_WORK INSTRUCTION_
The string "camouflage" may appear in lines of the listing. Report each line where it does.

_DATA EXCERPTS_

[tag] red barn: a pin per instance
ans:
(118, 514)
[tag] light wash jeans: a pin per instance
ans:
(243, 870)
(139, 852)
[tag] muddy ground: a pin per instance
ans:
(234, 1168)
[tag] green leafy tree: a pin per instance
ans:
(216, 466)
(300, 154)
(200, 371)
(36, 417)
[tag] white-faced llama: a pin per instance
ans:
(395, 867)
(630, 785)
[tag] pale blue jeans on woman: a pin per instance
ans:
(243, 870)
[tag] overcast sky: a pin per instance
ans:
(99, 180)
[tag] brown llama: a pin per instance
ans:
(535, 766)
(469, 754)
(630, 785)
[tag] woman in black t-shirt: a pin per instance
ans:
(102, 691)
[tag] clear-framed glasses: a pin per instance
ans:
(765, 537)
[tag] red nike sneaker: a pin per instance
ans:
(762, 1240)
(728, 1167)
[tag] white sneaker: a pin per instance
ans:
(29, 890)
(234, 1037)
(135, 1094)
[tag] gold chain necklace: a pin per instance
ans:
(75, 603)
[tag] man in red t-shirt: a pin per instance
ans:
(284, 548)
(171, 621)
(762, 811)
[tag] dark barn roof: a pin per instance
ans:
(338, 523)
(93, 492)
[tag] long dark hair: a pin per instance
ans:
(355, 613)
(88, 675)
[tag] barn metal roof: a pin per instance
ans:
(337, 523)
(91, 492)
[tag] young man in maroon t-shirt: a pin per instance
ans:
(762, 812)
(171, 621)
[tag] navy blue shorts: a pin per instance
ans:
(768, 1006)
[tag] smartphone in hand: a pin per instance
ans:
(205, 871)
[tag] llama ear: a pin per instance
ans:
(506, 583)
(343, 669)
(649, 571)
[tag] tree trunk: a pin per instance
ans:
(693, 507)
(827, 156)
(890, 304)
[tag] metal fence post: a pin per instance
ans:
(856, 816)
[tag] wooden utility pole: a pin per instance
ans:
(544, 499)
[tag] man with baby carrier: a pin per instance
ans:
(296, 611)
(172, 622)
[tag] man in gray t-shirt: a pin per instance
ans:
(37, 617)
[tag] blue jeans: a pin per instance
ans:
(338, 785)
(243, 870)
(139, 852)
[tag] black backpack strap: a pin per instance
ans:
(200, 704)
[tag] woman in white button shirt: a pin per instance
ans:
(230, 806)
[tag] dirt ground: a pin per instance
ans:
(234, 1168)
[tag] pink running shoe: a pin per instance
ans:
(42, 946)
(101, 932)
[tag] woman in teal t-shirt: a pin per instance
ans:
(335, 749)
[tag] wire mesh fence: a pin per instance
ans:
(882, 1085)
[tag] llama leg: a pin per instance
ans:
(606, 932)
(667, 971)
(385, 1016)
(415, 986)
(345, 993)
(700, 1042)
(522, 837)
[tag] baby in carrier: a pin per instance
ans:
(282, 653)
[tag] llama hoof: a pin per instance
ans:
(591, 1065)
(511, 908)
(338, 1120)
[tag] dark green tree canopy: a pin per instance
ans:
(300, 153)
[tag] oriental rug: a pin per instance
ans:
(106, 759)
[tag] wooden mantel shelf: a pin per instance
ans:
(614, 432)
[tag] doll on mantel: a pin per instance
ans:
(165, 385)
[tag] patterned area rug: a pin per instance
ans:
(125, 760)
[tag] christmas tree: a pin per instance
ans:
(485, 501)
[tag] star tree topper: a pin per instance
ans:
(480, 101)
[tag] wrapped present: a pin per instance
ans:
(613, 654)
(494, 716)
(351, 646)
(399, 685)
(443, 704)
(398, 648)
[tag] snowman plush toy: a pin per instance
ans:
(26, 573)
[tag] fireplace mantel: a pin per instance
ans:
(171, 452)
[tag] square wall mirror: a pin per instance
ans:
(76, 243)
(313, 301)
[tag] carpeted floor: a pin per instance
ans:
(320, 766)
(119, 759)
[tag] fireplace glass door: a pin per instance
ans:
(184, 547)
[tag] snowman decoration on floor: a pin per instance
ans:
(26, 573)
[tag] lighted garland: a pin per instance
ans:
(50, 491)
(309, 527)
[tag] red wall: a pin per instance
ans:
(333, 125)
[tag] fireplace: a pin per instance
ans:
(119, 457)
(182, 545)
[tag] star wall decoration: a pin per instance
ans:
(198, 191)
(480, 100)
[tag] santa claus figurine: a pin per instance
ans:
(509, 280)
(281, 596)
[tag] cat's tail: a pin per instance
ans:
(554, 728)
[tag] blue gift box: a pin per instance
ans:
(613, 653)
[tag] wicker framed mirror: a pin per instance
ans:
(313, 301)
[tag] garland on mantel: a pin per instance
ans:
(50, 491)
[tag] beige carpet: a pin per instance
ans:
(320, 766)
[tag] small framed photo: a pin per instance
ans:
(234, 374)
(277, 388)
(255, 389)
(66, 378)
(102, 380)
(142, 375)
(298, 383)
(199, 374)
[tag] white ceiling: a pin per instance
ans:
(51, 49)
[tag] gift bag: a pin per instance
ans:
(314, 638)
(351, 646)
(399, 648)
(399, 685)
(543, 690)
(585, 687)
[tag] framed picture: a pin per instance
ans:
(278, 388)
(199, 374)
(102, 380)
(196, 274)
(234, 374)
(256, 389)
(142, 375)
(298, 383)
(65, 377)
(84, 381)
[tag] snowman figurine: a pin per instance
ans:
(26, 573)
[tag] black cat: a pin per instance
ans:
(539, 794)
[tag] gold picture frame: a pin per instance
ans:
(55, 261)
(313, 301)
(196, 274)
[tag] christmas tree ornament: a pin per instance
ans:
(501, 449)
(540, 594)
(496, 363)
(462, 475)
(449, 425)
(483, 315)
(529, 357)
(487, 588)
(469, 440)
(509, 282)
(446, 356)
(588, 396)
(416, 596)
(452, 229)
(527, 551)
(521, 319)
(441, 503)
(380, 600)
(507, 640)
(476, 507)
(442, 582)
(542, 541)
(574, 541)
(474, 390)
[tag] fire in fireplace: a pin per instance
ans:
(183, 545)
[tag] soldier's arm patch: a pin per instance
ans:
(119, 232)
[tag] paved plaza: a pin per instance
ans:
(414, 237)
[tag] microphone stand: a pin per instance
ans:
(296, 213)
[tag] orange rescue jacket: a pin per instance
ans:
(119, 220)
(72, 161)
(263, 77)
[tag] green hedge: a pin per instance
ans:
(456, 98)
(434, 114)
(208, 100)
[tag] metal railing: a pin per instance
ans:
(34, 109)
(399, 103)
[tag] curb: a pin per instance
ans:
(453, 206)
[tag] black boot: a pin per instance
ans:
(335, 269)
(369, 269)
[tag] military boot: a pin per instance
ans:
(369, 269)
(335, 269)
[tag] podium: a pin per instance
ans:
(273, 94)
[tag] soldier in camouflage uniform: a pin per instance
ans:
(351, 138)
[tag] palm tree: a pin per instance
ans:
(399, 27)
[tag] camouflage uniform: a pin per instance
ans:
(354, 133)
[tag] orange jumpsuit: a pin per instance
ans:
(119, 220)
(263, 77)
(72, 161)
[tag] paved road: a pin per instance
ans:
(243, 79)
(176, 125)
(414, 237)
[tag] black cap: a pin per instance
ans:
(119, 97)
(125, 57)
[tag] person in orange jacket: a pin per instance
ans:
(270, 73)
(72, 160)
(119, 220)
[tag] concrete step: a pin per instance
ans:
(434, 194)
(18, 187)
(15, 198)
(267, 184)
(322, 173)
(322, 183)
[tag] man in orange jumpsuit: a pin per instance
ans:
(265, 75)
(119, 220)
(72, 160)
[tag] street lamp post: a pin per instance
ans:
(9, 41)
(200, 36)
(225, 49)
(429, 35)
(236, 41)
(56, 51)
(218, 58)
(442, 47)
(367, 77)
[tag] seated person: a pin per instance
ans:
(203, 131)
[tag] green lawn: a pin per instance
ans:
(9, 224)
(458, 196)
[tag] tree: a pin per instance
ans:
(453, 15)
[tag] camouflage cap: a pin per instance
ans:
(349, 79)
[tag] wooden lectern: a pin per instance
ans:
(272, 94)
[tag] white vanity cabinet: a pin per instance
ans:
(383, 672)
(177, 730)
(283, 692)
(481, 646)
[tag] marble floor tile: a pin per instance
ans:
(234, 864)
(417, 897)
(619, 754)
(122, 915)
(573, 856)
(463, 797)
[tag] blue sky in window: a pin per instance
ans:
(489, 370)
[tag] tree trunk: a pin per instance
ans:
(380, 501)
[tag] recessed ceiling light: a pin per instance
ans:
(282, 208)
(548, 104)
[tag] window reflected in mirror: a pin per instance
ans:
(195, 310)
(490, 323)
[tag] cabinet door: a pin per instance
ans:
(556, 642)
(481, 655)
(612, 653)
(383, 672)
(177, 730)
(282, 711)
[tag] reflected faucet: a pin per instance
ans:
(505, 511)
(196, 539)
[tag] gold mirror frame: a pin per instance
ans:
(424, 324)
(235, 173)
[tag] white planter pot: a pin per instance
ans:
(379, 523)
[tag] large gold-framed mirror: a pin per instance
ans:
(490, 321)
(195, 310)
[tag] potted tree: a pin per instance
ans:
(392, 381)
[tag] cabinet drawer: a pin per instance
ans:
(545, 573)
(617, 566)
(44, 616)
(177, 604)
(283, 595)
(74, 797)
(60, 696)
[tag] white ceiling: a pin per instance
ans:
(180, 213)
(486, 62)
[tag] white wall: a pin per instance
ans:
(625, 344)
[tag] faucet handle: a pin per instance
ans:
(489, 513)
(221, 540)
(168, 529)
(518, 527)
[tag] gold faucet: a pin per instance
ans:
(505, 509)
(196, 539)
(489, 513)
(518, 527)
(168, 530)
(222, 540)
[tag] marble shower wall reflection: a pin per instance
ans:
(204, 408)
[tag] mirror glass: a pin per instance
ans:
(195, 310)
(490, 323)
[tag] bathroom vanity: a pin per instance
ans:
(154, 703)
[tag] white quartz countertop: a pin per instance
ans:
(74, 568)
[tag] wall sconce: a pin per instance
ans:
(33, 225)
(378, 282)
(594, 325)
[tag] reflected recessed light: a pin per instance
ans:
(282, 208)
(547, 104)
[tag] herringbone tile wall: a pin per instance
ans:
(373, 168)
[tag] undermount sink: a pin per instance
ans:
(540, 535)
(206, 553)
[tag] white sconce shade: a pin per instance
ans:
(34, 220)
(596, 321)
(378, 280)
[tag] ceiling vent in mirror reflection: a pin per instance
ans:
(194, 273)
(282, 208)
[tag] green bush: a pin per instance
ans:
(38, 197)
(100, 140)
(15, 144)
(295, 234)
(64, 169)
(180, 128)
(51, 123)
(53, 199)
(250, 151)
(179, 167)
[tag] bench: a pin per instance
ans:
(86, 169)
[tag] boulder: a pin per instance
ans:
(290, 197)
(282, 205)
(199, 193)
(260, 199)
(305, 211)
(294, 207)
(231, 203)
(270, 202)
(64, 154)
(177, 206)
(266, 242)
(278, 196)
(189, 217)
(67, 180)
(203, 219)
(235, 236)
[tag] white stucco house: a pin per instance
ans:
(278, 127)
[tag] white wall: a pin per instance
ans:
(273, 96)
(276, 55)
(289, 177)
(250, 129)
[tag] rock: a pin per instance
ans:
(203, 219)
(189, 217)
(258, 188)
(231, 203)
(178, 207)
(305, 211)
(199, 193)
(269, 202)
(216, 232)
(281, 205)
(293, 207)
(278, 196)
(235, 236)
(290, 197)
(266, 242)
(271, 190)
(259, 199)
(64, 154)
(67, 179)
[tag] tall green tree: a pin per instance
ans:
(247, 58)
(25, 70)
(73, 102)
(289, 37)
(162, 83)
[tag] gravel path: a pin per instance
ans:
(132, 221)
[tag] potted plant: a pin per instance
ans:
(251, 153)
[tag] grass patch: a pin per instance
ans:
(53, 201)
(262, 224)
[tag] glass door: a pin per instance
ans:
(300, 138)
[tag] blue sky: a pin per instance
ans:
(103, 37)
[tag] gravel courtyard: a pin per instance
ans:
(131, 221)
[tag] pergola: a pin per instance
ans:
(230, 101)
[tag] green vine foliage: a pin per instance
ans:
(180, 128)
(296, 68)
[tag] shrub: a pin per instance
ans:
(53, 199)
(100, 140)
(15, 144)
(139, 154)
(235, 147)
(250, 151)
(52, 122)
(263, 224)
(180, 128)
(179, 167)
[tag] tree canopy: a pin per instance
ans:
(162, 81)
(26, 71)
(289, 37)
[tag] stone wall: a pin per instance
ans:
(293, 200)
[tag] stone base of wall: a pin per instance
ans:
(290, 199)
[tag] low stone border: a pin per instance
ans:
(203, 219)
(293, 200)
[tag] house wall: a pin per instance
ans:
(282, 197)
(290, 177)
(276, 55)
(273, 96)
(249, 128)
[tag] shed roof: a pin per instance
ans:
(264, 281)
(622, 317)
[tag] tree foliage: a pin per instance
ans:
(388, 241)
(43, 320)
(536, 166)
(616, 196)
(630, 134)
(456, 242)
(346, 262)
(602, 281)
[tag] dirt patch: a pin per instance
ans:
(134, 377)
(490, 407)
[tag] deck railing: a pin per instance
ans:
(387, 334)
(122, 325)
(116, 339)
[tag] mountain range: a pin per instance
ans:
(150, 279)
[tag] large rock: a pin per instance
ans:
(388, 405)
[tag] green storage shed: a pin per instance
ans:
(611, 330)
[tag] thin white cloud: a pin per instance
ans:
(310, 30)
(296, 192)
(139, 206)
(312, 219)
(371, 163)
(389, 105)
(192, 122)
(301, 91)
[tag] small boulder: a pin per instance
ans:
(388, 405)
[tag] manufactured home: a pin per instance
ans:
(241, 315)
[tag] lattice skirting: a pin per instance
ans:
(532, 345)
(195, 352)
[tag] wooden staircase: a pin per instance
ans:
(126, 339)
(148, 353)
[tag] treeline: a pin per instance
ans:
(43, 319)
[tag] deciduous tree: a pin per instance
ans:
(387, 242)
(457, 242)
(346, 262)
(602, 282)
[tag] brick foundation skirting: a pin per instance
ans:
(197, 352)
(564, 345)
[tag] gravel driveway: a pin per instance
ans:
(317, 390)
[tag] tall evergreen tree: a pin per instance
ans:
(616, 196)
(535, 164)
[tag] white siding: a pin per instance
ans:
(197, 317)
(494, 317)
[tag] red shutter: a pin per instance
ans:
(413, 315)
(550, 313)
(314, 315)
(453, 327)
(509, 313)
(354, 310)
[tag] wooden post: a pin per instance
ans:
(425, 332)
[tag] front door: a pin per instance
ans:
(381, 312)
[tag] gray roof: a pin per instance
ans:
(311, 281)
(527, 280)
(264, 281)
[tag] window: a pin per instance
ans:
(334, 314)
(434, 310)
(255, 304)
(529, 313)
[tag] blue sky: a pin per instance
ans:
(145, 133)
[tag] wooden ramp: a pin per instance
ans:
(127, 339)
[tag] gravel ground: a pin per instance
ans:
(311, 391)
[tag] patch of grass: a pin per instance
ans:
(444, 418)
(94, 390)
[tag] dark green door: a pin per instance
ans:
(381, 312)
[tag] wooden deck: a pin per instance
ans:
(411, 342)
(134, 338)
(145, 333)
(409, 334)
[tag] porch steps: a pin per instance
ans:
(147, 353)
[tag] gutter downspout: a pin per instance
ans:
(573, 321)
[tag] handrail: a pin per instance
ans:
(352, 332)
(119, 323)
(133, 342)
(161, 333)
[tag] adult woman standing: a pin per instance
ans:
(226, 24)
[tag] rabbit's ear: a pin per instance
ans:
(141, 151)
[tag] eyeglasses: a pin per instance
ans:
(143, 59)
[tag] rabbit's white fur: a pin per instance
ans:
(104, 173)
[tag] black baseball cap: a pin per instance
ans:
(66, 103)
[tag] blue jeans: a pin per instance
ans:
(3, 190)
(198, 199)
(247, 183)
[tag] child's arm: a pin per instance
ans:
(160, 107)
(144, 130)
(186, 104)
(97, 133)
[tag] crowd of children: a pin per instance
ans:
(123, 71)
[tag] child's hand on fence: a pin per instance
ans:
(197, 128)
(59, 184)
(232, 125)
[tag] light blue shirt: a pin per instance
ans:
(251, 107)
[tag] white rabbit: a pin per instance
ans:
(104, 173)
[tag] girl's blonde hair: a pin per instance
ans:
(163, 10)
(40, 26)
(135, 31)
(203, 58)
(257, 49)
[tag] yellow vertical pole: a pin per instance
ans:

_OUTPUT OF THE TASK_
[tag] soldier in camouflage uniform: a pin per instance
[tag] camouflage uniform: a pin per instance
[tag] camouflage cap: a pin per instance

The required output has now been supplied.